### SELECTED EXCERPT
(begin)
In this work, we fabricate TNGC/MWCNTs by synthesizing tubular polypyrrole (T-PPy) via a self-assembly process, then carbonizing T-PPy at 900 °C under an argon atmosphere (TNGC) and finally mixing TNGC with MWCNTs. This synthesis process of the as-prepared carbon is simple and would be a facile way to produce more carbon on large scales. The electrochemical performance of TNGC/MWCNTs was evaluated by cyclic voltammogram and galvanostatic discharge/charge testing.

Results

A typical synthesis of T-PPy was a self-assembly process in the presence of methyl orange (MO). For comparison, granular polypyrrole (G-PPy) was synthesized under the same condition but without adding MO. The as-obtained T-PPy and G-PPy were further carbonized to fabricate non-graphitizable carbon (NGC) in a quartz tubular furnace under an argon atmosphere. Two types of the NGC fabricated by carbonizing G-PPy and T-PPy were denoted as GNGC and TNGC, respectively. GNGC/MWCNTs and TNGC/MWCNTs were synthesized by mixing GNGC or TNGC with 5 wt% MWCNTs, respectively. The synthesis route for GNGC/MWCNTs and TNGC/MWCNTs is shown in Fig. 1. FESEM and TEM were used to investigate the morphologies and microstructures of G-PPy, T-PPy, GNGC, TNGC, GNGC/MWCNTs and TNGC/MWCNTs. The FESEM and TEM images are shown in Figs 2 and 3, respectively. As shown in Fig. 2a, the morphology of PPy is granular without adding MO and the particle size of G-PPy is in the range of ~0.6–1 μm in diameter. As shown in Fig. 2c, the morphology of GNGC still preserves granular microstructure after the G-PPy was carbonized into GNGC and the particle size of GNGC ranges from ~400 to ~600 nm in diameter. Figure 2b gives homogenous morphology of tubular microstructure of PPy with outer diameter of ~100–200 nm in the presence of MO. The formation mechanism of T-PPy is the same as the previous works14,29,30. In the presence of MO, FeCl3 and MO can form a fibrillar complex template. The pyrrole monomers were polymerized on the surface of the fibrillar complex template by the oxidation function of Fe3+ ions. In the meantime the reduction of Fe3+ to Fe2+ leads to the automatic degradation of the template itself and T-PPy was finally formed. The morphology of PPy retains tubular microstructure after carbonization as shown in Fig. 2d and the outer diameter of TNGC is ca. 120 nm. It is obvious that the carbonization of G-PPy or that of T-PPy does not change its initial morphology. Thus, the method used here is propitious to the design of nanostructured carbon with required morphology. As shown in Figs 2(e,f) and 3, the added MWCNTs intertwine with GNGC or TNGC together to form a three-dimensional network and the well-dispersed MWCNTs may provide access to the electron transference, leading to the improvement in the electrochemical performance of GNGC/MWCNTs and TNGC/MWCNTs.
(end)
(Object point labels)
(begin)
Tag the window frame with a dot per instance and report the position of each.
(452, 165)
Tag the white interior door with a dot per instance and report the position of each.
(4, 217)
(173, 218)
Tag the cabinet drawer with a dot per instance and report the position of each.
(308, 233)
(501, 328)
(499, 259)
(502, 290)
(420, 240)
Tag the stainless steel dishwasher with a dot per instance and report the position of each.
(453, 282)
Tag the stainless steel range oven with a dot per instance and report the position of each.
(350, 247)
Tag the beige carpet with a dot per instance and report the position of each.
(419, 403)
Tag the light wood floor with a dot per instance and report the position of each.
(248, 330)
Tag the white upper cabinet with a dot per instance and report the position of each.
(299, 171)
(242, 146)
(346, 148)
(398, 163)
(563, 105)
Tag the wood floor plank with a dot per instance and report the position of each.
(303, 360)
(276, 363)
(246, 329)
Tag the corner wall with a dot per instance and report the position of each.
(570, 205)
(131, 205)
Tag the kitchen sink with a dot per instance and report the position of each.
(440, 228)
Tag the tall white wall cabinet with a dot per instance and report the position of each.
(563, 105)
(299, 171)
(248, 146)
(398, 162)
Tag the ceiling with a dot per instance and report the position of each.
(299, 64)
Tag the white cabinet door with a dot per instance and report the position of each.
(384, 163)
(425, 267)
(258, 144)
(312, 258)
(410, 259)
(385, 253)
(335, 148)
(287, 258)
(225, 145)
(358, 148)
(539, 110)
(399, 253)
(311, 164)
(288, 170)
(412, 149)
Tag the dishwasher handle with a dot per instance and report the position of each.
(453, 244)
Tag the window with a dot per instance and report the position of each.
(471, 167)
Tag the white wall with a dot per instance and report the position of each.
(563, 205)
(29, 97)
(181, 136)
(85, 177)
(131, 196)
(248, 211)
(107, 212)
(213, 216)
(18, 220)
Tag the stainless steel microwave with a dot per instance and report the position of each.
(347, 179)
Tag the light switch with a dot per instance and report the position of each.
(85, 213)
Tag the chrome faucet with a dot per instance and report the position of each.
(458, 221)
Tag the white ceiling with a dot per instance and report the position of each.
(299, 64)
(end)
### TASKS FOR THIS EXERCISE
1. In the excerpt on carbon synthesis, at what temperature and under what atmosphere was T-PPy carbonized?
2. Quote the excerpt on carbon synthesis from "In this work, we" up to and including "galvanostatic discharge/charge testing.".

### SOLUTIONS FOR EACH TASK
1. At 900 °C under an argon atmosphere.

2.
In this work, we fabricate TNGC/MWCNTs by synthesizing tubular polypyrrole (T-PPy) via a self-assembly process, then carbonizing T-PPy at 900 °C under an argon atmosphere (TNGC) and finally mixing TNGC with MWCNTs. This synthesis process of the as-prepared carbon is simple and would be a facile way to produce more carbon on large scales. The electrochemical performance of TNGC/MWCNTs was evaluated by cyclic voltammogram and galvanostatic discharge/charge testing.